TRAVAIL DEMANDÉ
1: Répondez aux questions suivantes d'après le texte sur l'expropriation du cimetière juif de Tunis :
(a) Quelle loi le Parlement tunisien a-t-il votée le 11 juillet 2016 ?
(b) En quelle langue cette loi a-t-elle été publiée au JORT ?
(c) Selon Jo Krief, à quelle année remonte l'histoire de la communauté juive de Tunis inscrite dans les tombes du Borgel ?
2: Rédigez la suite du texte sur l'expropriation du cimetière juif de Tunis, à partir de son dernier paragraphe.

TEXTE DE LA PAGE
━━━━━━

Avec le plus grand soin, le Consistoire central pourra veiller au respect des rites, et une fois qu’il sera assuré que la municipalité de Tunis accepte le déplacement des corps et non la simple destruction des tombes, il sera possible de rapatrier les corps en Terre sainte (seule possibilité autorisée par la religion). Le rapatriement de tombes est toutefois une opération onéreuse.

De plus, la possibilité de transport des corps vers Eretz Yisrael, sera considéré comme un acte « sioniste » par le gouvernent tunisien.

Le projet de cette expropriation est une affaire qui vient amplifier les nombreuses constatations qui assuraient, depuis les départs président Ben Ali, que les cimetières juifs sont peu entretenus, voire qu’ils sont régulièrement profanés. Pour certains, cette expropriation est perçue comme une tentative supplémentaire du nouveau pouvoir d’effacer la culture juive de la terre tunisienne.

Sur les réseaux sociaux se lisait, depuis quelques jours, la colère légitime des familles contre ce qui est unanimement jugé comme « une mesure barbare » de la part de la ville Tunis mais dans lesquelles s’affirmait aussi la crainte de voir définitivement disparaître le patrimoine  de la Communauté Israélite de Tunisie.

« Je dirai que ce sera la goutte d’eau qui fera déborder la vase pour la communauté juive restante et la communauté tune à l’étranger. Et je suis bien placé pour dire que si l’on touche au Borgel, c’est pour effacer définitivement l’histoire des juifs de Tunis. Chaque tombe du Borgel est une page du livre d’histoire de la communauté juive de Tunis qui remonte a 1890, il faut dire que le tome 1 de cette histoire a déjà été effacé en 1956 au cimetière juif de Passage ou de l’Avenue de Londres » écrit Jo Krief, un natif de Tunisie et membre du CONSEIL d’ADMINISTRATION de l’Association Internationale du Cimetière juif de Tunis « Le Borgel » A.I.C.J.T

De leur côté, les Juifs vivant toujours en Tunisie sont inquiets. Ils sentent leur communauté menacée d’extinction par de nouveaux départs depuis 2010 ainsi que par la volonté, à peine dissimulée, du gouvernement tunisien de récupérer les biens communautaires.

Une loi voter en catimini.

La question des biens communautaires prit un tournant plus politique encore lorsque, le 11 juillet 2016 le Parlement tunisien a voté une loi permettant les expropriations pour « utilité publique ». Cette loi (53/2016 du 11/07/2016) a été promulguée au journal officiel JORT du 29/07/2016.

En plein cœur de l’été, et le plus discrètement possible promulguée deux jours avant la démission du Premier ministre. Et cerise sur le gâteau : publiée uniquement en langue arabe alors qu’il est d’usage en Tunisie que les textes transcrits au JORT le soient en français et en arabe.

━━━━━━

MATÉRIEL
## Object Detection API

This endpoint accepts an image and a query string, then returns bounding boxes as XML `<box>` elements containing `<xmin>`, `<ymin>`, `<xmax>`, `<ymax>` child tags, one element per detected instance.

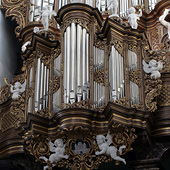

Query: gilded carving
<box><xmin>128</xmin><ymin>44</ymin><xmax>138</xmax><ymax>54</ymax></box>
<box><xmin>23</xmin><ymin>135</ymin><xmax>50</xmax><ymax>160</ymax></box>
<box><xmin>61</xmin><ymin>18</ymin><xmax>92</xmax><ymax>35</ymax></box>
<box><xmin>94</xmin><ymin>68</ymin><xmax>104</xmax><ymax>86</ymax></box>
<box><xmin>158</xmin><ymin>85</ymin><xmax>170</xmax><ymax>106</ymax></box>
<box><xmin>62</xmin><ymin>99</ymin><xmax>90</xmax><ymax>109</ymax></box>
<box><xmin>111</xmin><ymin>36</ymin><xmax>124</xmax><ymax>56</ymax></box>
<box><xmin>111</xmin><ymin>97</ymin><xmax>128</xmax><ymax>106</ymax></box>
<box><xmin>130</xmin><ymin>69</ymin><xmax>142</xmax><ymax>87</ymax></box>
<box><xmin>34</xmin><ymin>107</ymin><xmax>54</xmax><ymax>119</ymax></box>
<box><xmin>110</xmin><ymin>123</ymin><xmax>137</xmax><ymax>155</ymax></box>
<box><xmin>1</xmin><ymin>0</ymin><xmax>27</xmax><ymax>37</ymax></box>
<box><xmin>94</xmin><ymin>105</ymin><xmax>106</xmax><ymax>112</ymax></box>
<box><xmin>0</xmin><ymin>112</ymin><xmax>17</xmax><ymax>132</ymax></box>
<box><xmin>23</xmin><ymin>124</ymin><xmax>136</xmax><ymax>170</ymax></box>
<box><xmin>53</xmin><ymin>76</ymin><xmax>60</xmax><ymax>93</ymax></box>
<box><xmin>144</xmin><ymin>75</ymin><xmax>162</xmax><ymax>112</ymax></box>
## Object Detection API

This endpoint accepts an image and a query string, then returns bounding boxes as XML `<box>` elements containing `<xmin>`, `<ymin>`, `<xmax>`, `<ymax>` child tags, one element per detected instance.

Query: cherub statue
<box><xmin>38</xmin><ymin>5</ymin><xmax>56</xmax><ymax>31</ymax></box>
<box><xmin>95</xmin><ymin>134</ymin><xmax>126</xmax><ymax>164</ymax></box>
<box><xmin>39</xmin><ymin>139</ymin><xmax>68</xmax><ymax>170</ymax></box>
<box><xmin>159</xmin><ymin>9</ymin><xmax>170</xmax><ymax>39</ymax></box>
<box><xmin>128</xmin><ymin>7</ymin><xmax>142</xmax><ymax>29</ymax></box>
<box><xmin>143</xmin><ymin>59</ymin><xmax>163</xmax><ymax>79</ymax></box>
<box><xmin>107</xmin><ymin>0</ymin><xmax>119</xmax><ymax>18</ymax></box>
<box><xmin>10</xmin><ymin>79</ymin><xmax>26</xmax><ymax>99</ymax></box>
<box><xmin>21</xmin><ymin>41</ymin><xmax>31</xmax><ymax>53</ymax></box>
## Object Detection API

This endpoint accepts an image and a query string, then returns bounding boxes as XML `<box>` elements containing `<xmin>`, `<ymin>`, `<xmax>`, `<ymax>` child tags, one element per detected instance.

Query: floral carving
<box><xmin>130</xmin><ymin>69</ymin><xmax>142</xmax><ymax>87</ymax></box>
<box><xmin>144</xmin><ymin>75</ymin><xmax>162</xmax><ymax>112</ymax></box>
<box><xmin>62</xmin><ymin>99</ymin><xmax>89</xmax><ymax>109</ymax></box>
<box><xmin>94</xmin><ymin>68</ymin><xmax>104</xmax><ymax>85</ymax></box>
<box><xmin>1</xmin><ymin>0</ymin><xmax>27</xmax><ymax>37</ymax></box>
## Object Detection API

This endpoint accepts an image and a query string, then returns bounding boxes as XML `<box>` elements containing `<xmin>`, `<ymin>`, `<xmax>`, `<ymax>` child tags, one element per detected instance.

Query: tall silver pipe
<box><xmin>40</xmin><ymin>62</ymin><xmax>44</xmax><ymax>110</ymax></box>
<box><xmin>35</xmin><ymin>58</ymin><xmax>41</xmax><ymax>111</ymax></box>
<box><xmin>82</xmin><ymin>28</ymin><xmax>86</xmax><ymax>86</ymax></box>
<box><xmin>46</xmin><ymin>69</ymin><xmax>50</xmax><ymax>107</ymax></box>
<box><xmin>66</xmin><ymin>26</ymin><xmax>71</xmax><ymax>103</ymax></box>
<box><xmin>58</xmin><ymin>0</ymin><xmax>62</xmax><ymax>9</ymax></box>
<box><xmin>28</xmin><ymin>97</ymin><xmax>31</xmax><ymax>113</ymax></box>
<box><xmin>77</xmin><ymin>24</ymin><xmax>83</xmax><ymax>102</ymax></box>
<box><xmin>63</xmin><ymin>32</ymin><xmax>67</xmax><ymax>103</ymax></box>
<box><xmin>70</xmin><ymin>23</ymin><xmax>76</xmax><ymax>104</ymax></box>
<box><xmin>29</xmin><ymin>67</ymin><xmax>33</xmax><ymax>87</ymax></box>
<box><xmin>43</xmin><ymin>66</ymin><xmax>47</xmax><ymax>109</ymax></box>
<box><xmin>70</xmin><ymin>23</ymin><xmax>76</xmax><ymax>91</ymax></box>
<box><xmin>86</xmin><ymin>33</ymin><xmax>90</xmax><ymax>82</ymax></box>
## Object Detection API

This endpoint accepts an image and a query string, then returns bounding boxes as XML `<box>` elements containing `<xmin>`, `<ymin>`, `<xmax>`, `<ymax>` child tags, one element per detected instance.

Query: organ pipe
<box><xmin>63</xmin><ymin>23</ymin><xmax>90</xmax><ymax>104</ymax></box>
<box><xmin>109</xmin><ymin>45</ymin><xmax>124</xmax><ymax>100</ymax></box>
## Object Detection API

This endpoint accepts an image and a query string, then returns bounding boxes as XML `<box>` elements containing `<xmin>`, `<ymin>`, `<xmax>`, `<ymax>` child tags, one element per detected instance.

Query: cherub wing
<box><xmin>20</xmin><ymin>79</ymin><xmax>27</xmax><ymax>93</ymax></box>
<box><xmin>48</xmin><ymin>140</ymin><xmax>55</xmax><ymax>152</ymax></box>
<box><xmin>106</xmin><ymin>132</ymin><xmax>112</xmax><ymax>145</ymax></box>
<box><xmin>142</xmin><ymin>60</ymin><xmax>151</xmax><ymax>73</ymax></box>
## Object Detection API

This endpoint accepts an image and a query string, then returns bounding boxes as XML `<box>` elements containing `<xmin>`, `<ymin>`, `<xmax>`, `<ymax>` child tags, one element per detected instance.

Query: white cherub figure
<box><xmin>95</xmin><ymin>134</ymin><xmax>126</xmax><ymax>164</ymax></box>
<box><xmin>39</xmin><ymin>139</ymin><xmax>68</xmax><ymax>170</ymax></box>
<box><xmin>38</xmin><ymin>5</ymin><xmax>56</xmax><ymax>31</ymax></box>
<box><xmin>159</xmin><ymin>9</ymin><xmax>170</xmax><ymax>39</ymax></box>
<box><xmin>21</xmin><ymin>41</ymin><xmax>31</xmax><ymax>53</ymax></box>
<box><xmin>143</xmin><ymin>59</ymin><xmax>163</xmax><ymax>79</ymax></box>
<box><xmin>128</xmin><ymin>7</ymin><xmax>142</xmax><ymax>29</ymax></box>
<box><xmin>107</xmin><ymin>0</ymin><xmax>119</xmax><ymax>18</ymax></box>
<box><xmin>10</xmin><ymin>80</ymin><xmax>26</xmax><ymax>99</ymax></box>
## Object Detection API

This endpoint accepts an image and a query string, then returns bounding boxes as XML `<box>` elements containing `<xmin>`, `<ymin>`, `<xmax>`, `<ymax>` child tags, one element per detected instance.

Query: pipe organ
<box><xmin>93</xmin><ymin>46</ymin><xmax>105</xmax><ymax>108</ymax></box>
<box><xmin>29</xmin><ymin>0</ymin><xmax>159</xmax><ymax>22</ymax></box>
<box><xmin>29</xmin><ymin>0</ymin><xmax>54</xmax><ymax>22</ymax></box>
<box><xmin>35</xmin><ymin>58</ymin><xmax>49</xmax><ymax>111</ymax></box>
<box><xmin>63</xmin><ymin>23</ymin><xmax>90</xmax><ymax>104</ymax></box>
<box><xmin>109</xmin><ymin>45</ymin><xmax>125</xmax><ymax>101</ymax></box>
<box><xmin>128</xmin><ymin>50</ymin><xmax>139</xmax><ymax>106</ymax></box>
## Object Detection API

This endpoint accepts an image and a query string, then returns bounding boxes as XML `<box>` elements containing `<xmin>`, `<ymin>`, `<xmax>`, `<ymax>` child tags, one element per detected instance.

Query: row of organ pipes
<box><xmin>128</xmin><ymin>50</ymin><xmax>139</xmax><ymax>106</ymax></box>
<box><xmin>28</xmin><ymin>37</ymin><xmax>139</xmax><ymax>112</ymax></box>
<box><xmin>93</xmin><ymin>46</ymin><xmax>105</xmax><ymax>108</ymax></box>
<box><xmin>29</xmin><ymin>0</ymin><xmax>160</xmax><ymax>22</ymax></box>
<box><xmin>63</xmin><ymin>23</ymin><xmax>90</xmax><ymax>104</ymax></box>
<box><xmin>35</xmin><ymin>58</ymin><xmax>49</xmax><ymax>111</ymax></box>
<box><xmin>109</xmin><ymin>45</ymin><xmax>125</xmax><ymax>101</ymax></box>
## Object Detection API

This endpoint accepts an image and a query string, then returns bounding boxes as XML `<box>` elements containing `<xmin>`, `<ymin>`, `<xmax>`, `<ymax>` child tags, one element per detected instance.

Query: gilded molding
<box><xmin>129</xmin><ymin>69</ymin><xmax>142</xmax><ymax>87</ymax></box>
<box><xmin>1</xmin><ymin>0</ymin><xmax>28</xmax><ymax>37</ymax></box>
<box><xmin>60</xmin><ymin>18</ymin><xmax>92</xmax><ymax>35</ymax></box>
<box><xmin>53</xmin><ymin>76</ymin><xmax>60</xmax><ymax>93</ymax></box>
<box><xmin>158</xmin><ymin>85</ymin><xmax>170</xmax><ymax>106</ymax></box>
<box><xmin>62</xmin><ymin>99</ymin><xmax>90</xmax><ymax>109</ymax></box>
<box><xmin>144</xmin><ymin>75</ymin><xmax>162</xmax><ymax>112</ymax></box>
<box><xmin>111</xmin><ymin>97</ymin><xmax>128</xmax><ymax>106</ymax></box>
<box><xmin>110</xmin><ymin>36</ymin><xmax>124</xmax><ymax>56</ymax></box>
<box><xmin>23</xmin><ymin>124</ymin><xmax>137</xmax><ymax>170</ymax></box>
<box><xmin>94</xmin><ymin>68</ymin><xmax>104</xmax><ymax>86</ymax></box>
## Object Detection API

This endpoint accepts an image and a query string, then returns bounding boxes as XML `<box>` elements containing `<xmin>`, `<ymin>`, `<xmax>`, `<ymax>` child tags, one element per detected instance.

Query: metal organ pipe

━━━━━━

EN RÉPONSE
1:
(a) Une loi permettant les expropriations pour « utilité publique », la loi 53/2016 du 11/07/2016.
(b) Uniquement en langue arabe.
(c) À 1890.

2:
L’opération de récupération du terrain du cimetière juif de Borgel pourrait donc se faire le plus discrètement possible sur la base de cette nouvelle loi controversée et qui a été votée en catimini.

Que dit cette loi? L’Etat pourra exproprier pour raison d’utilité publique tous les biens qu’il jugera utile. Pour des projets économiques ou d’aménagement du territoire ou liés à des impératifs de sécurité. Une utilité publique très large.

S’agissant d’immeubles en ruine menaçant sérieusement la sécurité de riverains on peut parfaitement le comprendre la raison.

En revanche, lorsque-il s’agira d’exproprier un terrain ou un cimetière au cœur d’une ville, pour permettre ensuite d’organiser une revente à un promoteur « ami », c’est plus contestable, car cela est considéré comme une opération de spoliation de grande ampleur.

De plus la municipalité de Tunis (où ne siège aucun Israélite) pourrait ne par tenir compte des coutumes et traditions juives lors de l’inhumation.

Une ONG juive se mobilise depuis Paris

L’ Association Internationale du Cimetière juif de Tunis « Le Borgel » A.I.C.J.T ne va pas rester les bas croisés. Elle compte interpeller les parlementaires pour que ceux-ci fassent pression sur le gouvernement français : une intervention du Quai d’Orsay auprès des autorités tunisiennes est possible et donnera des résultats.

A.I.C.J.T est chargée de protéger le cimetière et la sauvegarde du patrimoine religieux de la communauté. Cette ONG a été créé non pour concurrencer les autorités locales de la communauté juive de Tunisie, mais pour mieux imposer, d’un point de vue cultuel, les vues de la communauté juive tunisienne de l’étranger dans les discussions à venir entre le grand rabbin de Tunisie et la municipalité de Tunis au sujet du cimetière qui est actuellement en voie de dégradation.

De fait les relations entre les deux structures sont tendues et vont en se complexer. Les membres de la communauté juive présents à Tunis refusent de reconnaître une quelconque autorité à l’ A.I.C.J.T .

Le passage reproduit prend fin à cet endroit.